Warner Gets Neighborly At Bloomsbury
Bloomsbury’s Lea Beresford took world English rights to Benjamin Warner’s debut, Thirst, from Christy Fletcher and Sylvie Greenberg at Fletcher & Company. The novel, a literary thriller, is about a couple and their neighbors who, Bloomsbury said, take “disturbing measures” to survive after “a strange force vanquishes all water without warning.”

Tintera Lands at HarperTeen
Amy Tintera (Reboot and Rebel) closed a three-book, six figure deal with Jennifer Klonsky and Emilia Rhodes at HarperTeen. Tintera, who will be penning a YA fantasy trilogy, was represented by Emmanuelle Morgen at Stonesong, who sold North American rights. The first installment, Ruined, is set for summer 2016. The series follows two teens, on opposing sides of a war, as they, per Morgen, “rise to become leaders in their respective kingdoms while falling in love with each other.”

HC Inks Chima to Quad
Cinda Williams Chima, author of the bestselling fantasy series Seven Realms (Disney-Hyperion), signed a four-book deal with HarperCollins to launch a currently untitled new series. Abby Ranger at HC took world English rights from Christopher Schelling at Selectric Artists. Schelling said the new series is set 20 years after the events described in Seven Realms and introduces readers to “a new generation of teen characters who grapple with old enemies, new betrayals, and unprecedented magical threats.” Book one in the series is set for fall 2015.

Merchant ‘Dents’ Things At Viking
Rick Kot at Viking nabbed world English rights, at auction, to Nilofer Merchant’s Onlyness: How to Make Your Ideas Powerful Enough to Dent the World, from Carol Franco at Kneerim, Williams & Bloom. Merchant is a lecturer at Stanford who was named the #1 “future thinker” by Thinkers50 (an organization that releases an annual ranking of “global management thinkers”) in 2013. Merchant also gave a popular TED Talk last year, about the virtues of walking meetings. The book, Viking said, will “show how anyone can make a real dent in the world without the backing of powerful people... by tapping into their deepest passions, enlisting allies, and galvanizing others using social technologies.”

Correction: An earlier version of this article said that Nilofer Merchant was a professor at Standford. She is a lecturer at Stanford, and a professor of management at Santa Clara University.

Data for review:
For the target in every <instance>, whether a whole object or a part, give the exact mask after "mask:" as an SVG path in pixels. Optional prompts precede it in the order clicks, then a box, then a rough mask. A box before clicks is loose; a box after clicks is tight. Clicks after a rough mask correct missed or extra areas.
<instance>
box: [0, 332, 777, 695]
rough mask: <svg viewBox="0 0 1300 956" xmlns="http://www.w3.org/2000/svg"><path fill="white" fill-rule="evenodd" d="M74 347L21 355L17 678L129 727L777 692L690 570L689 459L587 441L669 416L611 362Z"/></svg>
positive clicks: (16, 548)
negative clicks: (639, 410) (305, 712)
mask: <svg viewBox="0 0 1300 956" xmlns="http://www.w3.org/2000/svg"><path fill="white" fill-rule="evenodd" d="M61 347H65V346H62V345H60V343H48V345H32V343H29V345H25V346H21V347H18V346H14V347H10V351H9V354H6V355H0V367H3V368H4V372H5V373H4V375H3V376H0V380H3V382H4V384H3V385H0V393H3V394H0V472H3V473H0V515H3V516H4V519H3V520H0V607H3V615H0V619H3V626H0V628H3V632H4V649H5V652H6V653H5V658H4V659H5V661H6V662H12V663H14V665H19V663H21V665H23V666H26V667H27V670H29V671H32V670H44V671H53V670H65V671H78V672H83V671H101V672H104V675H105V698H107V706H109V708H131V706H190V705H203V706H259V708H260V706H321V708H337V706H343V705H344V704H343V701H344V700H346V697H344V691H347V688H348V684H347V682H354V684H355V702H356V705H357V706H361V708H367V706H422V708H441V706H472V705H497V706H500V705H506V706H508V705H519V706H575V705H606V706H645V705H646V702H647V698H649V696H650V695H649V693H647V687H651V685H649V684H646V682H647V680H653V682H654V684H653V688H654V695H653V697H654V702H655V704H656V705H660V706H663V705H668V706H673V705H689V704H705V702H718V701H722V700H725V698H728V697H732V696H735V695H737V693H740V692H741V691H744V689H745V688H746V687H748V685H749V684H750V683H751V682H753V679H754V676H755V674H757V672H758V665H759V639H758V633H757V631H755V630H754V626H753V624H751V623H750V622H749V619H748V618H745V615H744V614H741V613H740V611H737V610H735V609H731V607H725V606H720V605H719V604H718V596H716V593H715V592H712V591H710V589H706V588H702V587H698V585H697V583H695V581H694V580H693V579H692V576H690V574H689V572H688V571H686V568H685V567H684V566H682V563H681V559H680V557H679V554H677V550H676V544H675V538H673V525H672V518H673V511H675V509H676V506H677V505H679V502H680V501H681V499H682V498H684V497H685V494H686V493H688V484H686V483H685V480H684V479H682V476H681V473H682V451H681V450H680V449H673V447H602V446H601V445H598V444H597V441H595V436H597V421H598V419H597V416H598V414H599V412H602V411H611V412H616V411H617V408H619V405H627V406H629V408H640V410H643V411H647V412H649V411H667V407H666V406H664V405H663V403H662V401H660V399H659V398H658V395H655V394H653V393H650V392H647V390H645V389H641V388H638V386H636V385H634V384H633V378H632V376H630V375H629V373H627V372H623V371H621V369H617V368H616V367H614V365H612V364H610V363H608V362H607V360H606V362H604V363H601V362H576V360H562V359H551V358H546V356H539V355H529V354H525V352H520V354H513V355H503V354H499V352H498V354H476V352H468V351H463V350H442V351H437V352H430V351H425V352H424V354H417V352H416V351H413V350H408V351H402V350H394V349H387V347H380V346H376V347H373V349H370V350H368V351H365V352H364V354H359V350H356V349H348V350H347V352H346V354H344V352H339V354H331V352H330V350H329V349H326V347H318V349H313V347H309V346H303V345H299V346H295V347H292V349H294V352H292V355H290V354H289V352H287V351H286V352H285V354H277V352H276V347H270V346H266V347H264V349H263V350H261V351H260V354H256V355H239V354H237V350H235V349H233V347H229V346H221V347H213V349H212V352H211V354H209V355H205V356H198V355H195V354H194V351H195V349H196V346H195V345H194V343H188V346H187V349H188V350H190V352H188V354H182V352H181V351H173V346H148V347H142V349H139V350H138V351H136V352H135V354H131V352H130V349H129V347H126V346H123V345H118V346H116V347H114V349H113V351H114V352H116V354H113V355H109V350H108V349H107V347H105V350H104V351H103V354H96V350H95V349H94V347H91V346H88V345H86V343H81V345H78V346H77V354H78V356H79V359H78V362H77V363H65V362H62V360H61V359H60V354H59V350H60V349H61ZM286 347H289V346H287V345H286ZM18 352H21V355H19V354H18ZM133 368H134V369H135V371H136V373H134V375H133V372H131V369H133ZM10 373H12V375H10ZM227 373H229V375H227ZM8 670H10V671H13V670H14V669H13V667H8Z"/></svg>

* * *

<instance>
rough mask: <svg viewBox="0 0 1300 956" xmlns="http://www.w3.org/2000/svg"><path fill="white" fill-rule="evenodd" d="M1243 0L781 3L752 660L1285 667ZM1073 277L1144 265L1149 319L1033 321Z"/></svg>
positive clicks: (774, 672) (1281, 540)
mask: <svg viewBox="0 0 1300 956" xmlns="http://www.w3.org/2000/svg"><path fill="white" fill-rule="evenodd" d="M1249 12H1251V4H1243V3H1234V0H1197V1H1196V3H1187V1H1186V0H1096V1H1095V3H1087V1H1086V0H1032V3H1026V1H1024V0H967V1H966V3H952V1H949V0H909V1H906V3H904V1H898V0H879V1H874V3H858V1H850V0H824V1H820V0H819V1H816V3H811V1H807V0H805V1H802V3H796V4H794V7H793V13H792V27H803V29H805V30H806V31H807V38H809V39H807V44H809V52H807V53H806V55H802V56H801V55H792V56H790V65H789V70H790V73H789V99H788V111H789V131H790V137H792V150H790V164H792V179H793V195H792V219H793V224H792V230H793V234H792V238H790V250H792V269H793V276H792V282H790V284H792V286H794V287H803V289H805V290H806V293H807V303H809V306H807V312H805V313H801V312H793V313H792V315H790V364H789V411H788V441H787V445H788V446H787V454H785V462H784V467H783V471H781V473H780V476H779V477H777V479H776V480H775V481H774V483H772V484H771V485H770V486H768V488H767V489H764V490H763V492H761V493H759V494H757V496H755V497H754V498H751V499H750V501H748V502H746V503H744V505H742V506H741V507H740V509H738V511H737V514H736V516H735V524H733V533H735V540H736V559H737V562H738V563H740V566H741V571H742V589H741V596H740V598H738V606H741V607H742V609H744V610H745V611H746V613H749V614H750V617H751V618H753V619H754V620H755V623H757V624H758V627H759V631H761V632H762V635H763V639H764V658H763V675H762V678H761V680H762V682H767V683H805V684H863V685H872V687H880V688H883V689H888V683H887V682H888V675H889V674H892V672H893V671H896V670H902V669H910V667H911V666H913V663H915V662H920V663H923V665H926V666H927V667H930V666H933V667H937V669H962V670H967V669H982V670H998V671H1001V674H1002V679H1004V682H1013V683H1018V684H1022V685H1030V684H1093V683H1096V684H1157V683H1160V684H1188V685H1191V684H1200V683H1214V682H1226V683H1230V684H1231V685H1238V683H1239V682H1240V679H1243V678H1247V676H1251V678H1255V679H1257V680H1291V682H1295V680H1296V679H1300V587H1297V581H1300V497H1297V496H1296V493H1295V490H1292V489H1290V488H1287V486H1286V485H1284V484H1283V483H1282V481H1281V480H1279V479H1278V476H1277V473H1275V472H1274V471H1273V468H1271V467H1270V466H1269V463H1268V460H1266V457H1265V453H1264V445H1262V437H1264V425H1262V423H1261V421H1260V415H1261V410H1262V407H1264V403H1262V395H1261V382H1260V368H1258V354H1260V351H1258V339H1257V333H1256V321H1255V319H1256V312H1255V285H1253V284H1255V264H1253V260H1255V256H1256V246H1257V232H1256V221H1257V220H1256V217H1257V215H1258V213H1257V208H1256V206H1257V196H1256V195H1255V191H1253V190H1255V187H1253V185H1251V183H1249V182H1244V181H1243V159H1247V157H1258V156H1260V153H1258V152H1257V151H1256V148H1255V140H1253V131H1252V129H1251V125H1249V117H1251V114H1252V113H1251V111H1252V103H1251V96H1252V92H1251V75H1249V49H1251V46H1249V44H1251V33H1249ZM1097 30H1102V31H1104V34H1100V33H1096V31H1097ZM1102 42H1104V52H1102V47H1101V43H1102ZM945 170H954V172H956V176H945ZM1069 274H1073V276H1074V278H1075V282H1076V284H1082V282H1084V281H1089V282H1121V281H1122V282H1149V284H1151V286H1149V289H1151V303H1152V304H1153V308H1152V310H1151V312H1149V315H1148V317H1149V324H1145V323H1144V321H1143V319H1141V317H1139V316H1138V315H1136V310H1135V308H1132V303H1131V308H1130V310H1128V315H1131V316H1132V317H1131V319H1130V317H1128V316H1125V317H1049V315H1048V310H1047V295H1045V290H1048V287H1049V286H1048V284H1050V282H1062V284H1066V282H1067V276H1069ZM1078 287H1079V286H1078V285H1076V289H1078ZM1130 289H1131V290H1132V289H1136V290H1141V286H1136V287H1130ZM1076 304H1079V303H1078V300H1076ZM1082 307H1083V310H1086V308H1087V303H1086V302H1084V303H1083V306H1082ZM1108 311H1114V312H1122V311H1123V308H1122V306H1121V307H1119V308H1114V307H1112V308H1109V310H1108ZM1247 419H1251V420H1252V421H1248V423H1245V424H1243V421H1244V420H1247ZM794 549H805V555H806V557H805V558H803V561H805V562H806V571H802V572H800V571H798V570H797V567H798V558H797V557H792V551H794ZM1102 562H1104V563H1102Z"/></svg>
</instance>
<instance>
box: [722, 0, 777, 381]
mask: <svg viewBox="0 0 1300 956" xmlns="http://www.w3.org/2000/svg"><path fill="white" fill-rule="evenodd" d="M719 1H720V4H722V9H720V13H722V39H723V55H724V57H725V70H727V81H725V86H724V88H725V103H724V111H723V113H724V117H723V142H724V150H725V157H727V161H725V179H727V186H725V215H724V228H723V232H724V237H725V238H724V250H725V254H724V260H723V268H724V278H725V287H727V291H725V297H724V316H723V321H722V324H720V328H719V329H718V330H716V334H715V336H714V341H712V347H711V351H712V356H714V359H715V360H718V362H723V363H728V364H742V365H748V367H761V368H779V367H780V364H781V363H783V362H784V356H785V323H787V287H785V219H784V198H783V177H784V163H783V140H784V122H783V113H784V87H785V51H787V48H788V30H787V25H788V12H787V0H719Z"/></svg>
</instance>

Questions to answer:
[1] List every agent or agency representative named in the book deals article as selling or representing the rights in a deal.
[2] Reproduce the passage of the book deals article starting at "Correction: An earlier" and ending at "Santa Clara University.".

Results of the exercise:
[1] Christy Fletcher, Sylvie Greenberg, Emmanuelle Morgen, Christopher Schelling, Carol Franco

[2]
Correction: An earlier version of this article said that Nilofer Merchant was a professor at Standford. She is a lecturer at Stanford, and a professor of management at Santa Clara University.